*** TEXT SECTION
A post by David Weinberger from the SXSW conference session on librarians got me thinking about the many roles of libraries. I think there may be a niche for a business in the library world: one that recognizes that people aren't really willing to physically go to libraries for information any more. It's now remarkably easy to get information online, and no claims of superior quality will change the perception that google is fast, easy, and good enough.

So why go to a library? Some reasons:

• there are people there you want to work with
• you can browse and skim a reputable collection by topic
• you can use resources that are bound to that place, such as librarians, annoyingly proprietary databases, or special media (microfilm, maps)
• it is a nice place to hang out and think about things at leisure away from the bustle of everyday life

What would a library more tightly focused on these goals need?

• a number of small, reservable, soundproofed conference rooms with chalkboards and internet access so that 2 to 4 people can have a discussion without disturbing others
• a cafe that serves coffee and snacks, to sustain long stretches of study and discussion as well as to provide a noisy, stimulating atmosphere for those who prefer it; and to function as a rendezvous point
• dedicated quiet reading/study areas where one can retire with a book or laptop and cup of coffee
• specialized browsing-oriented catalogs: librarians should focus on a hobby or interest of theirs and develop focused browsing systems in partnership with library patrons and experts in the field; these could be done on a rotating exhibit basis
• I'm going to harp on that last one a little; can you imagine how great it would be to go to the library to see an exhibit on the greatest information in an area of interest to you, curated by experts? Not only would you find new, stimulating material, but you'd also be guaranteed to bump into experts and other hobbyists
• The library would have to prominently feature (and even market) the reputation of its librarians and patrons, so like-minded people could find each other and would choose the library as a natural meeting spot
• The library must be located near businesses and restaurants so that it can be easily utilized for meetings and can be seen as the launching point for friendships, romance, and partnerships

And what's wrong with current libraries that prevents them from realizing these goals?

• They are overly focused on books. Books now contain a much smaller fraction of the world's useful information than they did when libraries were conceived, but the concept of a library's holdings hasn't kept in step.
******
*** SUPPLIED DATA
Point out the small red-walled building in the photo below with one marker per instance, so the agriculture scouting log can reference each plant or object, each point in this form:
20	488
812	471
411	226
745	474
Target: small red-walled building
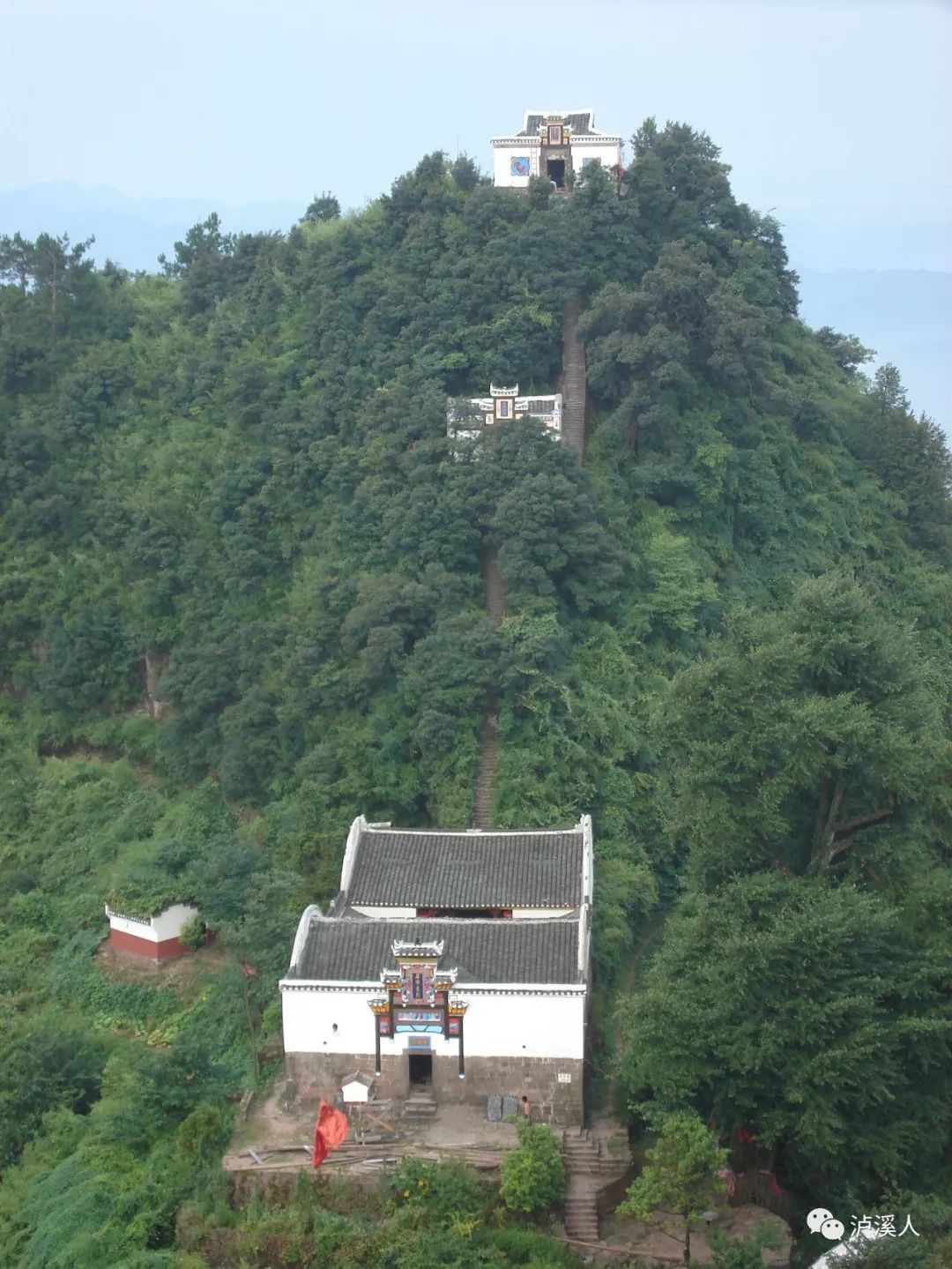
******
GIVEN TASK 1: According to the library post, which session at the SXSW conference was David Weinberger's post from?
GIVEN TASK 2: Rewrite the part of the library post that opens with the words containing "A post by David" and closes with "and good enough.", using "surprisingly easy" in place of "remarkably easy".
GIVEN TASK 3: Continue the library post, starting after its final sentence about books and a library's holdings.
The items are separate material and have no connection to the library post.

EXERCISE RESPONSE 1: The session on librarians.

EXERCISE RESPONSE 2:
A post by David Weinberger from the SXSW conference session on librarians got me thinking about the many roles of libraries. I think there may be a niche for a business in the library world: one that recognizes that people aren't really willing to physically go to libraries for information any more. It's now surprisingly easy to get information online, and no claims of superior quality will change the perception that google is fast, easy, and good enough.

EXERCISE RESPONSE 3:
• They are excessively tied to government or educational institutions. In theory, public libraries should serve the public, but as large government institutions they are inert, inflexible, and underfunded. University libraries exclude many potential patrons and will never have their primary focus on the public, and suffer from many of the same problems as public libraries on top of that.
• Because they are tied to multi-purpose institutions, libraries are too general. Their identity is caught up with the university or the town, so the average patron does not feel his potential to rearrange the place, leaving his imprint. Hence the library has little personal appeal.
• Libraries are too large. This is a one cause of their generality, because the sheer physical size of libraries makes it difficult for them to assume an understandable identity. Additionally, the "economy of scale" ideal for the library often results in depressingly bad architecture that encourages us to get our books and get out, without lingering to discover new resources — librarians, books and periodicals, or other patrons.
• Libraries enforce an overly strict distinction between patron and librarian. The flow of information isn't just librarian-to-patron anymore, but the other way around and inter-patron. Individuals should be able to contribute to the structure of the library's physical space and information systems.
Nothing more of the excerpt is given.